━━━ Excerpted text
So far, adapters from Intel Corp. (Nasdaq: INTC) and Adaptec Inc. (Nasdaq: ADPT) have been OK'd for the NetApp iSCSI protocol stack. NetApp is offering the iSCSI-certification services in conjunction with Medusa Labs, the Austin, Texas-based testing division of Finisar Corp. (Nasdaq: FNSR) (see NetApp Certifies iSCSI Adapters).

But hold on a minute. One of the advantages of iSCSI, a protocol developed by the Internet Engineering Task Force (IETF) for transmitting block-level storage over IP networks, was supposed to be that such certifications would no longer even be necessary. The idea was that iSCSI adapters would work with iSCSI storage arrays just like standard Ethernet components.

Has iSCSI's simplicity been oversold?
━━━━━━
━━━ Supplied data
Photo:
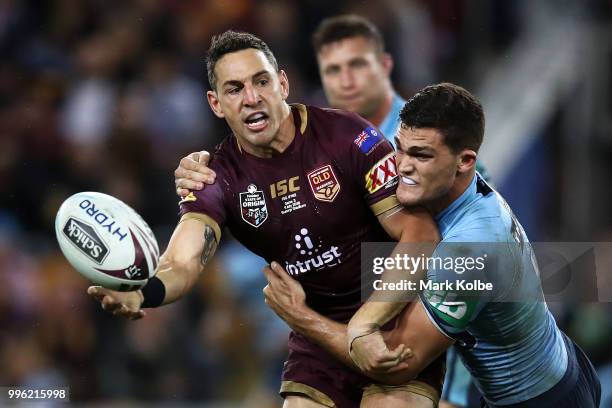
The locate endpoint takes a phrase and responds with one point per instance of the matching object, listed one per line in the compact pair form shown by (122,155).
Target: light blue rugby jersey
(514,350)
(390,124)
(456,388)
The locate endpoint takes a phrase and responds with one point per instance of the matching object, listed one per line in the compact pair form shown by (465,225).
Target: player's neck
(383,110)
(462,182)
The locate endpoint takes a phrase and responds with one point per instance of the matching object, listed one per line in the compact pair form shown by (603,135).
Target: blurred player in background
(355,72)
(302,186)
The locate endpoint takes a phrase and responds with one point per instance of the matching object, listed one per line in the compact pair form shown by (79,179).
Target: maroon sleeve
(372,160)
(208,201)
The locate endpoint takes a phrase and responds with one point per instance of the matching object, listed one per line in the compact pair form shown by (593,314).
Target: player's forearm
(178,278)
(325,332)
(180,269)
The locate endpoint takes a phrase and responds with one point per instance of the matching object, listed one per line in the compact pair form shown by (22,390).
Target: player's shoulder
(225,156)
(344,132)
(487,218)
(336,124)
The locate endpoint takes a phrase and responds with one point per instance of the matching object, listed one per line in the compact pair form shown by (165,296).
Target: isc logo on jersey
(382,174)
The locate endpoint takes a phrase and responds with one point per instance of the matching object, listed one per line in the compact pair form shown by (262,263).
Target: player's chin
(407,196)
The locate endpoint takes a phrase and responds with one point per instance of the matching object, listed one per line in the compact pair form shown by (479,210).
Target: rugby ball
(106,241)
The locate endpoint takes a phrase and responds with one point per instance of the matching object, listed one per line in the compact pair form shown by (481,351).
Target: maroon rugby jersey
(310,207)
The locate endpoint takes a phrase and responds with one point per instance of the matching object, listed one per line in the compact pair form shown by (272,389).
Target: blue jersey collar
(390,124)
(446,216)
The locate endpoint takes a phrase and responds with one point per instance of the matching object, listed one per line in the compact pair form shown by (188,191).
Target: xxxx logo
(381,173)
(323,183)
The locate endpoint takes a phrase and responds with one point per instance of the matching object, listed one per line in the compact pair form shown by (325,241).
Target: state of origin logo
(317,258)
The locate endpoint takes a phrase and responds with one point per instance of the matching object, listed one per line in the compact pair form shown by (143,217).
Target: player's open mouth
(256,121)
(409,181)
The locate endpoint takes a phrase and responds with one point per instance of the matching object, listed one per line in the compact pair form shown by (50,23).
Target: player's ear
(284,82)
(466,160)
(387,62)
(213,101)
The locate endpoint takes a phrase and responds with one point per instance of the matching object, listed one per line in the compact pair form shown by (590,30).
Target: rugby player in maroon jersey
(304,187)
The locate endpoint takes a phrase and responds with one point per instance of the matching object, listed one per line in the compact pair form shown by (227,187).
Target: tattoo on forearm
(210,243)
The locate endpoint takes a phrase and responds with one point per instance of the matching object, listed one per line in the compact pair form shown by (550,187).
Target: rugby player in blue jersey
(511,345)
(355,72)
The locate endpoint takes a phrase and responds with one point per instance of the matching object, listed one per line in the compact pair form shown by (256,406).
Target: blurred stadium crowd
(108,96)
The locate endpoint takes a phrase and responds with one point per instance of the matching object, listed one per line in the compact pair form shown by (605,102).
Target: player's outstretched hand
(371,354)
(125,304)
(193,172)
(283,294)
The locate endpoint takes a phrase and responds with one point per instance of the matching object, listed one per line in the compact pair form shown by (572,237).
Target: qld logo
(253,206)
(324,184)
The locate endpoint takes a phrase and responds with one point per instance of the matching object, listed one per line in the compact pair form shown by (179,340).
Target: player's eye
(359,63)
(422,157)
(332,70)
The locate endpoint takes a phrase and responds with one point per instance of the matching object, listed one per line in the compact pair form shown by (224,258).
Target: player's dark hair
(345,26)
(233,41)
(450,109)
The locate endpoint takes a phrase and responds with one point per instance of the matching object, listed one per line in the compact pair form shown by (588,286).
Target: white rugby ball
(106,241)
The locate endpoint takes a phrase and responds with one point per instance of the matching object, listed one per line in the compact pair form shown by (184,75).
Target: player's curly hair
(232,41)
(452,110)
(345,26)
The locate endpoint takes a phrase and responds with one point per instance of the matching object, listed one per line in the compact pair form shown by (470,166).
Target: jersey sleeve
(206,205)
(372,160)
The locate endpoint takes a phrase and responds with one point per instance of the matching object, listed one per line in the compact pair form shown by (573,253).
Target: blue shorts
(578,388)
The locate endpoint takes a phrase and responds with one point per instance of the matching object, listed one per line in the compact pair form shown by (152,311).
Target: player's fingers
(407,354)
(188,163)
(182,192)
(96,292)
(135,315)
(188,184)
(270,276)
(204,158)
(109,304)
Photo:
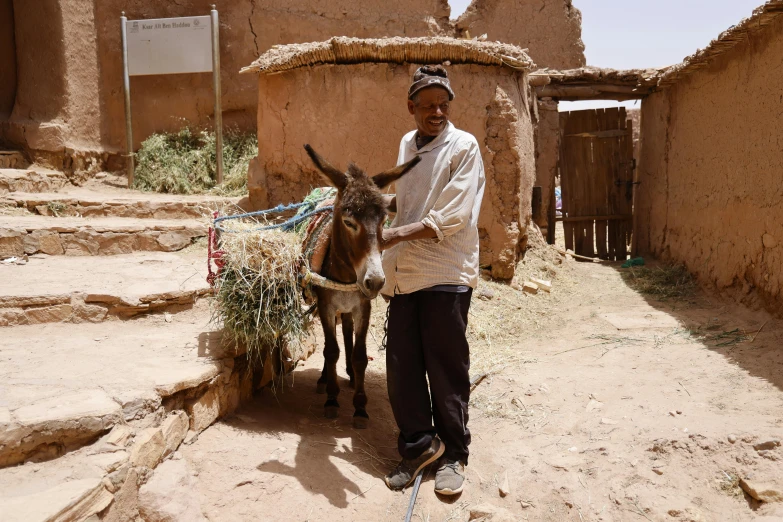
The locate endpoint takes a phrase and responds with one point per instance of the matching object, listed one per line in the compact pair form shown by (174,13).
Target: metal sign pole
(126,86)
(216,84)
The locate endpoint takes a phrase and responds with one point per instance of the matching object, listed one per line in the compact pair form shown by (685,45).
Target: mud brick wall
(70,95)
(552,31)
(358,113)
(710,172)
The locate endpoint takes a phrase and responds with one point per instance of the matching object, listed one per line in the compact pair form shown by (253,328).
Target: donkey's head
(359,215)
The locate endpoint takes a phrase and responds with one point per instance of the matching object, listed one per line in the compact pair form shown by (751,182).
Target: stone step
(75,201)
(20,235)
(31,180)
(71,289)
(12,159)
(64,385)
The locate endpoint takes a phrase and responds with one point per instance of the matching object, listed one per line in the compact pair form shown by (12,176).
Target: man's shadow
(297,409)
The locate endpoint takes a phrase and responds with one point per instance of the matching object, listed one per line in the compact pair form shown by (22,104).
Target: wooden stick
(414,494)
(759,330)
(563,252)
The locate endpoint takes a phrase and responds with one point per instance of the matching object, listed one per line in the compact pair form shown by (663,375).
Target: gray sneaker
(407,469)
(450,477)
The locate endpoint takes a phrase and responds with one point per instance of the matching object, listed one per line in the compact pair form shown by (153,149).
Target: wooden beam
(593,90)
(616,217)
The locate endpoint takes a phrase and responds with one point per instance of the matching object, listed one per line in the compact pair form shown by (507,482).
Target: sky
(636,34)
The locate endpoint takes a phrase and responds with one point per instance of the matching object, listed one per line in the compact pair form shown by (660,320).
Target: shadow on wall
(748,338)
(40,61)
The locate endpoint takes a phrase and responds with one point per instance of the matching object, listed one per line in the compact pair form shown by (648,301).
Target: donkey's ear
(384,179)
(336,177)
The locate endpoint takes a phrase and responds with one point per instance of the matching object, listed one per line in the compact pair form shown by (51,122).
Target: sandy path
━━━━━━
**Required actions**.
(A) Using the excerpt on iSCSI adapter certification, decide whether each statement agrees with it: (i) Medusa Labs is based in Austin, Texas; (ii) the iSCSI protocol was developed by Intel Corp.; (iii) adapters from Adaptec Inc. have been approved for the NetApp iSCSI protocol stack. Answer yes or no for each, quoting the deciding words.
(B) Quote the excerpt on iSCSI adapter certification word for word, starting with "So far, adapters" and going on through "Certifies iSCSI Adapters).".

**Answers per task**.
(A)
(i) Yes: "Medusa Labs, the Austin, Texas-based testing division of Finisar Corp."
(ii) No: "a protocol developed by the Internet Engineering Task Force (IETF)"
(iii) Yes: "adapters from Intel Corp. (Nasdaq: INTC) and Adaptec Inc. (Nasdaq: ADPT) have been OK'd for the NetApp iSCSI protocol stack"

(B)
So far, adapters from Intel Corp. (Nasdaq: INTC) and Adaptec Inc. (Nasdaq: ADPT) have been OK'd for the NetApp iSCSI protocol stack. NetApp is offering the iSCSI-certification services in conjunction with Medusa Labs, the Austin, Texas-based testing division of Finisar Corp. (Nasdaq: FNSR) (see NetApp Certifies iSCSI Adapters).